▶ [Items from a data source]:

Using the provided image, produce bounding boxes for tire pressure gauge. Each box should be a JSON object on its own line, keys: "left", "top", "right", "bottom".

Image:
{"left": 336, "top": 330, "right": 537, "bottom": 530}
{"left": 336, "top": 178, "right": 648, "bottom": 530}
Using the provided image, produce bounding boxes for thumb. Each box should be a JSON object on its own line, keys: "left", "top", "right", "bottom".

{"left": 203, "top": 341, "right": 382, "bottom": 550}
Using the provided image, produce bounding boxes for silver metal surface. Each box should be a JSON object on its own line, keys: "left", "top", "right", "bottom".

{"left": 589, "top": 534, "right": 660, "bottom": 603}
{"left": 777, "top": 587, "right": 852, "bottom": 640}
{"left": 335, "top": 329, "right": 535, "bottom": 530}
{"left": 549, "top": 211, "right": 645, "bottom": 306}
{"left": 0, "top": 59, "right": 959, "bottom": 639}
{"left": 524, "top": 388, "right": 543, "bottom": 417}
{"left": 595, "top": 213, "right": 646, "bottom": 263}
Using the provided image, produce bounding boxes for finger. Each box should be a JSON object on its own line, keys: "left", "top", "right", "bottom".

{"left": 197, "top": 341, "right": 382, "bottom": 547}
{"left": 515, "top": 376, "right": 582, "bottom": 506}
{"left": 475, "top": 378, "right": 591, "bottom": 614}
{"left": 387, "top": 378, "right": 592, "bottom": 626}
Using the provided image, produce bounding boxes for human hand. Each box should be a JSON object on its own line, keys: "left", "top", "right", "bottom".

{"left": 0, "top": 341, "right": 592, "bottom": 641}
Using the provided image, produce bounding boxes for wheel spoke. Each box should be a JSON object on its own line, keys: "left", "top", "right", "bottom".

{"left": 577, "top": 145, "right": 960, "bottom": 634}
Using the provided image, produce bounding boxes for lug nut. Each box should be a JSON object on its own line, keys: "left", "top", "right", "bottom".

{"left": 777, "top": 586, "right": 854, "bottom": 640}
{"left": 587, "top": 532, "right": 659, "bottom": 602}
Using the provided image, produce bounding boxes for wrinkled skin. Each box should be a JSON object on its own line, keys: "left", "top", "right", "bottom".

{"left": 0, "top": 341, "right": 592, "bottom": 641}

▶ [Task goal]:
Only one span of lines is wanted: the line with "Using the provided image, produce bounding boxes for human" and every line after it to the end of the entries, output exactly.

▶ [Response to this exercise]:
Using the provided image, produce bounding boxes for human hand. Each box should be a JSON object on its own line, keys: "left", "top", "right", "bottom".

{"left": 0, "top": 341, "right": 592, "bottom": 641}
Using the provided image, produce bounding boxes for wheel spoke. Each box should be a JSON object on its own line, keys: "left", "top", "right", "bottom".

{"left": 577, "top": 145, "right": 960, "bottom": 634}
Using the provided image, produce bounding boxes for lug nut. Each box should be a JSON object on its own line, keys: "left", "top", "right", "bottom".

{"left": 777, "top": 586, "right": 854, "bottom": 640}
{"left": 587, "top": 532, "right": 659, "bottom": 602}
Using the provided image, produce bounding boxes for wrinkled skin. Each box should be a JSON object on its own line, keys: "left", "top", "right", "bottom".

{"left": 0, "top": 341, "right": 592, "bottom": 641}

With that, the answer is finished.